• **Instruções da tarefa**
Reproduza sem nenhuma alteração as linhas dos itens abaixo, começando pela linha que contém "Task: Where can the bird's beak" e terminando no fim dos itens, com as duas extremidades incluídas.

• **Itens fornecidos**

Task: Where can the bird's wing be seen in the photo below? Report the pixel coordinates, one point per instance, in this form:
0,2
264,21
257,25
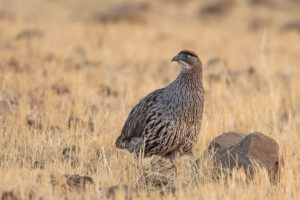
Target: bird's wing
136,121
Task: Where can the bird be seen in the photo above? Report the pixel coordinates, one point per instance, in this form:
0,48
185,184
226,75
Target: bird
167,121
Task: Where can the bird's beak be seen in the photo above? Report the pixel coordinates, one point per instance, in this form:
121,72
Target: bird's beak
175,58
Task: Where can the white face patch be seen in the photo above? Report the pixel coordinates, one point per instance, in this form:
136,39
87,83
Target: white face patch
184,66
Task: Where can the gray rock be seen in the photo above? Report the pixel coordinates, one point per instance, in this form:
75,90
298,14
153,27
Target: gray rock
255,149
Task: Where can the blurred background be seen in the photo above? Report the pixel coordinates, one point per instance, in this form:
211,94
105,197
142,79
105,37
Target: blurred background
71,71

• **A resposta**
Task: Where can the bird's beak be seen in the photo above? Report the pixel coordinates, one point per instance, in this form:
121,72
Target: bird's beak
175,58
Task: Where can the white face patch be seen in the photo above? Report the pixel coordinates, one point per instance, in this form:
136,39
87,83
Target: white face patch
184,66
Task: Where can the gray rock be seen in the photo above? Report the pixel coordinates, one point per instance, in this form:
75,90
298,14
153,27
Target: gray rock
255,149
Task: Where can the blurred background be seen in the photo above? Report the pixel coordinates, one point per instance, in this form:
211,94
105,197
142,79
105,37
Target: blurred background
71,71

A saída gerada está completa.